Page excerpt ->

------------------------------------------------------------------------

In the following we study properties of the system of two identical quantum particles of mass m confined in a one-dimensional harmonic trap of frequency Ω and interacting via soft-core finite-range rectangular potential. The Hamiltonian of the system reads

$${\mathscr{H}}=-\frac{{\hslash }^{2}}{2m}(\frac{{{\rm{\partial }}}^{2}}{{\rm{\partial }}{x}_{1}^{2}}+\frac{{{\rm{\partial }}}^{2}}{{\rm{\partial }}{x}_{2}^{2}})+\frac{m{{\rm{\Omega }}}^{2}}{2}({x}_{1}^{2}+{x}_{2}^{2})+{\mathscr{V}}({x}_{1}-{x}_{2}),$$

(1)

where the interaction potential \({\mathscr{V}}\)(x) has a form

$${\mathscr{V}}(x)=\{\begin{array}{cc}V, & {\rm{i}}{\rm{f}}\,|x| < a\\ 0, & {\rm{i}}{\rm{f}}\,|x|\ge a\end{array}$$

(2)

i.e., the interaction energy is constant and it is non-zero only when the distance between particles is not larger than a. Similar model was considered previously in three dimensions³⁴. Depending on the situation we consider symmetric (for bosons) or antisymmetric (for fermions) wave functions with respect to an exchange of particles’ positions

$${\rm{\Psi }}({x}_{1},{x}_{2})=\pm {\rm{\Psi }}({x}_{2},{x}_{1}\mathrm{).}$$

(3)

It is quite natural that in the limit of a → 0 with constrain 2aV = const one restores the Busch et al. model with delta-like contact interaction¹, while in the limit V → ∞ an extensively studied model of hard spheres is obtained¹⁴.

Our aim is to give a straightforward and analytical prescription for the eigenstates of the Hamiltonian (1) as a function of the potential depth V and its range a. With these solutions, we examine different properties of a few of the lowest eigenstates in the bosonic and fermionic cases. In particular, we consider different single-particle system characteristics (density profile, momentum distribution) as well as inter-particle correlations reflected in a reduced single-particle density matrix.

------------------------------------------------------------------------

Information shown ->
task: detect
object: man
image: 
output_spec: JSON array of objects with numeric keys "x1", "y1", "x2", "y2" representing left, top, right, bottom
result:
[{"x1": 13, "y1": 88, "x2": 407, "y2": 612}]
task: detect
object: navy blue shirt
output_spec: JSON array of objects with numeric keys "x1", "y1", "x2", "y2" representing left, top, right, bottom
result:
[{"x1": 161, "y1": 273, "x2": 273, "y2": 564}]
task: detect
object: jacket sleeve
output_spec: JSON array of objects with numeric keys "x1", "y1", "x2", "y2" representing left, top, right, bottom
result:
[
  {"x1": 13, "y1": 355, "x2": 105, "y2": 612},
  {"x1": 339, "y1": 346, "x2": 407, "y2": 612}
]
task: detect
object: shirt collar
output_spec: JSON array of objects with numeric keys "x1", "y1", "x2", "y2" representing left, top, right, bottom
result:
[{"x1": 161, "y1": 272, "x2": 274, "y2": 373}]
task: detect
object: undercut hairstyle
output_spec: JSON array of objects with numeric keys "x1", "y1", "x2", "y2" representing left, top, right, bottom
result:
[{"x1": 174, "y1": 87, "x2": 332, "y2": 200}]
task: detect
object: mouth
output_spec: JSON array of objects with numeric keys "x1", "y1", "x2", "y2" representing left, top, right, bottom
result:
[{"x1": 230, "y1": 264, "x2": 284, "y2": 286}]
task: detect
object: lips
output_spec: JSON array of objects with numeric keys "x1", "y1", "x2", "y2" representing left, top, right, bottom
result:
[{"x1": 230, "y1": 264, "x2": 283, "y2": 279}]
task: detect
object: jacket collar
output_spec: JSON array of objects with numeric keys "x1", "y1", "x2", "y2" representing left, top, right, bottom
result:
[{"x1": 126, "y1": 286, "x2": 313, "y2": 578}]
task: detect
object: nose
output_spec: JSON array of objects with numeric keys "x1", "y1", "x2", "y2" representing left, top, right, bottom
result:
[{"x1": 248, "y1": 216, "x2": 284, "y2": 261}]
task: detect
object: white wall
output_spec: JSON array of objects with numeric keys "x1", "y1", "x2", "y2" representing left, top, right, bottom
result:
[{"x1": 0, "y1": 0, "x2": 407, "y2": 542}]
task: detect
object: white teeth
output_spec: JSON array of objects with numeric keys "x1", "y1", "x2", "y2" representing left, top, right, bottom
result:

------------------------------------------------------------------------

Task set ->
(a) For each statement below, say yes or no according to the page excerpt, and quote the words of the page excerpt that decide it.
(i) The two particles are held in a two-dimensional trap.
(ii) The interaction energy is non-zero only when the particles are no farther apart than a.
(iii) Letting V go to infinity yields a model of hard spheres.
(b) Answer these questions using the page excerpt:
(i) What kind of wave function does it use for fermions?
(ii) In how many dimensions was a similar model considered previously?
(iii) Which two single-particle system characteristics does it name?
Please answer from the page excerpt alone, without using the rows.

Solutions to the exercise ->
(a)
(i) No: "confined in a one-dimensional harmonic trap of frequency Ω"
(ii) Yes: "it is non-zero only when the distance between particles is not larger than a"
(iii) Yes: "in the limit V → ∞ an extensively studied model of hard spheres is obtained"

(b)
(i) Antisymmetric wave functions with respect to an exchange of the particles' positions.
(ii) Three dimensions.
(iii) The density profile and the momentum distribution.